Высокий душевный порыв Анны Андреевны можно только приветствовать.

Со свойственными ей категоричностью и безапелляционностью Анна Андреевна пишет о сестре Натали Александрине: «Могу сообщить многочисленным поклонникам этой дамы, что много лет спустя Александра Николаевна, не без умиления, записала в своём дневнике, что к ней в имение (в Австрии) в один день приехали её beau-frer (зять) Дантес (очевидно из Вены от Геккерна) и Наталья Николаевна из России. И вдова Пушкина долго гуляла вдвоём по парку с убийцей своего мужа и якобы помирилась с ним» (3). Вот это ахматовское «не без умиленья» как раз больше всего и умиляет, так как с головой выдает автора этой «грубой и злой неправды» (2).

Известный пушкинист Н. А. Раевский в 1938 году побывал в замке Бродяны Нитранской области в Словакии и установил, что никакого дневника Александры Николаевны не существовало в природе (22). Кроме того, как показали И. Ободовская и М. Дементьев (17), Натали и Александрина прервали всякие отношения не только с Дантесом, но и с Екатериной, его женой, своей родной сестрой.

· · · · ·

### ЗАДАНИЯ
1. В каком году, согласно фрагменту о дневнике Александры Николаевны, Н. А. Раевский побывал в замке Бродяны?
2. Продолжите фрагмент о дневнике Александры Николаевны с того места, где он заканчивается.

### Строки данных
· · · · ·

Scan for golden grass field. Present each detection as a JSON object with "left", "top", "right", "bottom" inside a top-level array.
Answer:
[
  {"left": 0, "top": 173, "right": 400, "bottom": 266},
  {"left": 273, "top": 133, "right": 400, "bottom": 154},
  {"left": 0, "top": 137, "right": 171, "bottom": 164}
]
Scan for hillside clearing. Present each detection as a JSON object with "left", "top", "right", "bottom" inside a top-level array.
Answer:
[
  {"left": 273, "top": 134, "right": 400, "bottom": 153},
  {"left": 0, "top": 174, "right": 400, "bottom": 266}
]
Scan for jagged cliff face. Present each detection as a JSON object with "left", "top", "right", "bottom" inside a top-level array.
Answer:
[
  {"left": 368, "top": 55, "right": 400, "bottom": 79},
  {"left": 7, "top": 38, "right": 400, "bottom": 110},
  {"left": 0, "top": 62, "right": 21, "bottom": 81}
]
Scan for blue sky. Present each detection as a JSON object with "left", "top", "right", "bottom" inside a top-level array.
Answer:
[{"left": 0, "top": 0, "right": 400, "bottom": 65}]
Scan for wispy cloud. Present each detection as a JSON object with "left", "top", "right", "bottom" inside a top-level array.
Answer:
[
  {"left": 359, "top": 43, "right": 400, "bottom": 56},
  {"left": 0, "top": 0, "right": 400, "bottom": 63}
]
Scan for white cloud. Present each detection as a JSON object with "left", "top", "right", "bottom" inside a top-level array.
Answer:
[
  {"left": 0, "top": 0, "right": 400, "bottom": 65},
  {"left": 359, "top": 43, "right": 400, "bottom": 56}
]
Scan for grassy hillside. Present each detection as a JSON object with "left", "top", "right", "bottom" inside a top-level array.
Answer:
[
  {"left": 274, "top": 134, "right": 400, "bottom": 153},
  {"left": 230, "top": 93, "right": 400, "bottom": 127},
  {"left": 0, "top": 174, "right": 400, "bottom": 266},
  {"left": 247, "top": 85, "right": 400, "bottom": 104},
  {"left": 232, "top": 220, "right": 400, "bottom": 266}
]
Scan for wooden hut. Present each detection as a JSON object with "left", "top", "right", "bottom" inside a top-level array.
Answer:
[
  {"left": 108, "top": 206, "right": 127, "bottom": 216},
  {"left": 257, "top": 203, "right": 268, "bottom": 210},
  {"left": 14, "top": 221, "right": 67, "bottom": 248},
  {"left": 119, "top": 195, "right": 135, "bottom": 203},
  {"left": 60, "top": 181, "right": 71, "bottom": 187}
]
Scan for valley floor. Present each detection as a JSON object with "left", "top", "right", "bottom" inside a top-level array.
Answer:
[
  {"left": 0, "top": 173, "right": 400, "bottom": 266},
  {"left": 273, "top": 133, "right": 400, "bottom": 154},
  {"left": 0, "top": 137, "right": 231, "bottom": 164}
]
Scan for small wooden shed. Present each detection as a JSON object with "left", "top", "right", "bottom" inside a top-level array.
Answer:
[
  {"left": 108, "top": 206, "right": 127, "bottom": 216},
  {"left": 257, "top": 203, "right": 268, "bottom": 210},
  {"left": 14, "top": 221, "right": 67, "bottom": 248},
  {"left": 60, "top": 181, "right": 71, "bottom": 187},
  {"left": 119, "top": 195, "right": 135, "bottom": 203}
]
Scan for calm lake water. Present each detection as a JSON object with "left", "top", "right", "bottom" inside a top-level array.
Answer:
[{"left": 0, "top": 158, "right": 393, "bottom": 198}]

· · · · ·

### ОТВЕТЫ
1. В 1938 году.

2.
«Дуэль Пушкина»…

Обосновывая версию о связи Натали и царя, он пишет: «Натали была стройной и по тому времени очень высокой женщиной. Николай был под стать ей ростом и любил танцевать не меньше, чем она» (24). А то, что Николай, по словам Е. В. Тарле, «был глубоко, поистине непроходимо, всесторонне невежественен» (9), вероятно, никакого значения для Р. Г. Скрынникова не имеет.

Кроме того, Натали знала, каким непорядочным и бесчестным был венценосный солдафон: письма Поэта к ней вскрывались и доставлялись для прочтения царю... ниже просто невозможно пасть.

Поэт писал по этому поводу: «... какая глубокая безнравственность в привычках нашего правительства! Полиция распечатывает письма мужа к жене и приносит их читать царю (человеку благовоспитанному и честному), и царь не стыдится в том признаться – и давать ход интриге, достойной Видока и Булгарина! Что ни говори, мудрено быть самодержавным» (21).

Другой пример из той же книги…

«Дочь Пушкиной от второго брака, А. Ланская-Арапова со слов матери писала, что второго сына она хотела назвать Николаем, очевидно, в честь царя...». Сам ли Р. Г. Скрынников придумал это или повторял вслед за Араповой, но он, конечно, не мог не знать, что отца Натали звали Николай, и своего сына она хотела назвать в честь дедушки, а не царя. Первого сына Натали назвала Александром в честь Пушкина.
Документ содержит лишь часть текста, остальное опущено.